• [TASK TO CARRY OUT]:
Rewrite the Indus River dolphin passage from "The historical range" to "dolphins range decline.", putting "dams" in place of "barrages".

• [PASSAGE PROVIDED]:
^^^^^^^^

Conservation ecology and phylogenetics of the Indus river dolphin (Platanista gangetica minor)
Gillian T. Braulik


School of Biology, University of St Andrews, Fife KY16 9AJ, UNITED KINGDOM.


The historical range of the Indus River dolphin has declined by 80% since the 19th century and has been fragmented into 17 river sections by construction of irrigation barrages. Dolphin sighting and interview surveys showed that river dolphins persist in six river sections, have been extirpated from ten, and are of unknown status in the remaining section. Logistic regression and survival modelling showed that low dry season river discharge was the primary factor responsible for the Indus dolphins range decline.

Abundance of the three largest Indus dolphin subpopulations was estimated using tandem vessel-based direct counts, corrected for missed animals using conditional-likelihood capture-recapture models. The entire subspecies was estimated to number between 1550-1750 in 2006. Dolphin encounter rates within the Guddu- Sukkur subpopulation (10.35/km) were the highest reported for any river dolphin and direct counts suggest that this subpopulation may have been increasing in abundance since the 1970s when hunting was banned.

The dry season habitat selection of Indus dolphins was explored using Generalised Linear Models of dolphin distribution and abundance in relation to river geomorphology, and channel geometry in cross-section. Channel cross-sectional area was shown to be the most important factor determining dolphin presence. Indus dolphins avoided channels with small cross-sectional area <700m2, presumably due to the risk of entrapment and reduced foraging opportunities.

The phylogenetics of Indus and Ganges River dolphins was explored using Mitochondrial control region sequences. Genetic diversity was low, and all 20 Indus River dolphin samples were identical. There were no haplotypes shared by Indus and Ganges River dolphins, phylogenetic trees demonstrated reciprocal monophyletic separation and Bayesian modelling suggested that the two dolphin populations diverged approximately 0.66 million years ago.

Declining river flows threaten Indus dolphins especially at the upstream end of their range, and it is important to determine how much water is required to sustain a dolphin population through the dry season. Fisheries interactions are an increasing problem that will be best addressed through localised, community-based conservation activities.

^^^^^^^^

• [DATASET CONTENT]:
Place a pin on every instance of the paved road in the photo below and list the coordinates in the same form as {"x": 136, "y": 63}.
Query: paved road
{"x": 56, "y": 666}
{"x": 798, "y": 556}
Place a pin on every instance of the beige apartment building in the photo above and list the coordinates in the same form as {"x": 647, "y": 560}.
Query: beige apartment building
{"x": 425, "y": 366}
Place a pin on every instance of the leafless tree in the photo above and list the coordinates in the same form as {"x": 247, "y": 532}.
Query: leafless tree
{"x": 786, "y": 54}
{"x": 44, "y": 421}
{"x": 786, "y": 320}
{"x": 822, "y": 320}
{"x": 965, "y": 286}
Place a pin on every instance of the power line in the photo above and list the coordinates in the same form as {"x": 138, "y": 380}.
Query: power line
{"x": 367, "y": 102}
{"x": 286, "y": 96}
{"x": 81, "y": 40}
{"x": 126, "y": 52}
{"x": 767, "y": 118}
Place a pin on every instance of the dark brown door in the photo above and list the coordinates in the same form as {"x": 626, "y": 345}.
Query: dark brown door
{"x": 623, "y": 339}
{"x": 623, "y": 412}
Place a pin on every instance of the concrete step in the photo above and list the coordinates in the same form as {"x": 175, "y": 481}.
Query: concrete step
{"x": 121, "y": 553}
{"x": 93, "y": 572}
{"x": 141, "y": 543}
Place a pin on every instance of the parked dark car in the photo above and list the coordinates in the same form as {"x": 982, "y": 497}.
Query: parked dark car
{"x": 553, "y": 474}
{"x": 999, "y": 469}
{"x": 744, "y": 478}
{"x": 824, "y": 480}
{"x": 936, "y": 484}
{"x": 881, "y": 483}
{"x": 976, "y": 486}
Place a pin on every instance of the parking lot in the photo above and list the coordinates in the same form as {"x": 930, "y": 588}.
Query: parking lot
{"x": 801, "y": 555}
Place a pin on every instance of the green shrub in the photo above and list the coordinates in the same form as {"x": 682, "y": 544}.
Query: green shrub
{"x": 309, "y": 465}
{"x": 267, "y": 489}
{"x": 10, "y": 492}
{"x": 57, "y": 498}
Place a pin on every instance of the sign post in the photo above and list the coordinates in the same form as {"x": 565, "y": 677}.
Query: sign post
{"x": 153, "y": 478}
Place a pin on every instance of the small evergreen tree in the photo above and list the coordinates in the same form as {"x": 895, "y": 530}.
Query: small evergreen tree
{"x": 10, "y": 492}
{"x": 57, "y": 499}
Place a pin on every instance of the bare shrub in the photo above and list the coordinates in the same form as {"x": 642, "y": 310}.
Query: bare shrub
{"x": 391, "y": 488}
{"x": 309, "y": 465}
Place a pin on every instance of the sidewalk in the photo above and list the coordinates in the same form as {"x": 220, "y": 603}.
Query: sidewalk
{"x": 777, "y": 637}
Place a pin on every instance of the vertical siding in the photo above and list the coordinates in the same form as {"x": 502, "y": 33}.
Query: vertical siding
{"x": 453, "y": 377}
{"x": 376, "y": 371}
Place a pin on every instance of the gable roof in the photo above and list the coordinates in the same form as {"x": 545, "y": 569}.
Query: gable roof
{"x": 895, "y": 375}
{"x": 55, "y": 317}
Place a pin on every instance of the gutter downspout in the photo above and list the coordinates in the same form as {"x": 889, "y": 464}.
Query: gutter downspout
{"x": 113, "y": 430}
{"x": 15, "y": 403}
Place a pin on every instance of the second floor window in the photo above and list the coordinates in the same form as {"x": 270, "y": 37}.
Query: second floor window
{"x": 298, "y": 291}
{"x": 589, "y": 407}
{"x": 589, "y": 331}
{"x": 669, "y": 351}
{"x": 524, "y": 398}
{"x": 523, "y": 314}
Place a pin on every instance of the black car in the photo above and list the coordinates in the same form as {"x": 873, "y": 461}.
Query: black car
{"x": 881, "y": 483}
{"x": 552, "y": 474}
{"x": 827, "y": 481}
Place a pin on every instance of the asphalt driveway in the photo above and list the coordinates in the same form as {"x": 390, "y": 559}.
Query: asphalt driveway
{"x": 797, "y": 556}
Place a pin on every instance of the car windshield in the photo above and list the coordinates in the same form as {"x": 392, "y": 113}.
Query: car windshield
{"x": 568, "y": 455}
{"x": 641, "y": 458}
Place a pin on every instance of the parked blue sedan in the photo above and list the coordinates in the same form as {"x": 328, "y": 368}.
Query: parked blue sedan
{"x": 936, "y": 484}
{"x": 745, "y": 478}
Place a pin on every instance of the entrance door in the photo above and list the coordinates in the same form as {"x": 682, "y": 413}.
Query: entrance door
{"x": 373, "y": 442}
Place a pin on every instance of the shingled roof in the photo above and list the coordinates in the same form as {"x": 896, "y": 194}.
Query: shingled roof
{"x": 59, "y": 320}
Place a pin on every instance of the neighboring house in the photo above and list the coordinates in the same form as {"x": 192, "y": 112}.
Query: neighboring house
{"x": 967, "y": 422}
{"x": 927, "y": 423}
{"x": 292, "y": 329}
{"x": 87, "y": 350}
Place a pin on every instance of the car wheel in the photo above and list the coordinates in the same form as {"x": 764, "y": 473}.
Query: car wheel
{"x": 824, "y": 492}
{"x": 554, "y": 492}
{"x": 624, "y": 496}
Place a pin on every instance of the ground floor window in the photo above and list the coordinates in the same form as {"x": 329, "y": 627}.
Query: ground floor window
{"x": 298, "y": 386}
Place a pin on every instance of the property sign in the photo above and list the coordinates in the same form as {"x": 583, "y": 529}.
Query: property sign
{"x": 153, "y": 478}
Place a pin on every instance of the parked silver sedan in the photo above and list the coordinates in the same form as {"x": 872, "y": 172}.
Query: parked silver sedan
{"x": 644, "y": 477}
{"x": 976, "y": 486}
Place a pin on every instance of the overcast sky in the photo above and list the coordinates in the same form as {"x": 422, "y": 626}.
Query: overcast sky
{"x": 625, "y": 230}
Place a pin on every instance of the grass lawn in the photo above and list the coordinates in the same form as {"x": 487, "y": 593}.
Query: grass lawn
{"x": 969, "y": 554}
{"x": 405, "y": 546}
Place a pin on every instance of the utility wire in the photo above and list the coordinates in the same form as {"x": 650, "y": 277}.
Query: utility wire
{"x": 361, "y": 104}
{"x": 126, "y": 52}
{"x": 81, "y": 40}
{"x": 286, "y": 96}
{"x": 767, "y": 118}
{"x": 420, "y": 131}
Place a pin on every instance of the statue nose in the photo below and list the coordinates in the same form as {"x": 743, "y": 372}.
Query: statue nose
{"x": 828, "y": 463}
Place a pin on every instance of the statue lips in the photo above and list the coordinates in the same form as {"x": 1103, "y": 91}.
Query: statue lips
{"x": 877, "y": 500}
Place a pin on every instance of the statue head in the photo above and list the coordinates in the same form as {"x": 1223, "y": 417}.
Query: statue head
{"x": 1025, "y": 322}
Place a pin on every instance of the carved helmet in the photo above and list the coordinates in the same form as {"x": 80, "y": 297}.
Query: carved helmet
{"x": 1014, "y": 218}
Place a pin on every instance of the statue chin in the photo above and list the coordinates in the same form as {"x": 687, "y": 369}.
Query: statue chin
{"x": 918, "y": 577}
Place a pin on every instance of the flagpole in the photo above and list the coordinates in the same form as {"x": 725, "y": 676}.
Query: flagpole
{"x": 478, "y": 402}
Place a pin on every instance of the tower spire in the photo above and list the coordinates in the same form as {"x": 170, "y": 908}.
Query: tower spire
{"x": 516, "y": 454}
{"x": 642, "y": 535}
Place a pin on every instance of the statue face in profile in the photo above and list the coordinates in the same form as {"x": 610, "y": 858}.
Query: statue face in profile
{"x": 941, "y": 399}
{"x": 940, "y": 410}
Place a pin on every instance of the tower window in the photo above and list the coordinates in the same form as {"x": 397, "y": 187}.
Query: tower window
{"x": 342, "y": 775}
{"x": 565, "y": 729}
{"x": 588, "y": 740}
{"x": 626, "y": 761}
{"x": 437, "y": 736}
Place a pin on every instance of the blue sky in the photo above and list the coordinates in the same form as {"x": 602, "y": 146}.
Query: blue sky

^^^^^^^^

• [SOLUTION TO THIS TASK]:
The historical range of the Indus River dolphin has declined by 80% since the 19th century and has been fragmented into 17 river sections by construction of irrigation dams. Dolphin sighting and interview surveys showed that river dolphins persist in six river sections, have been extirpated from ten, and are of unknown status in the remaining section. Logistic regression and survival modelling showed that low dry season river discharge was the primary factor responsible for the Indus dolphins range decline.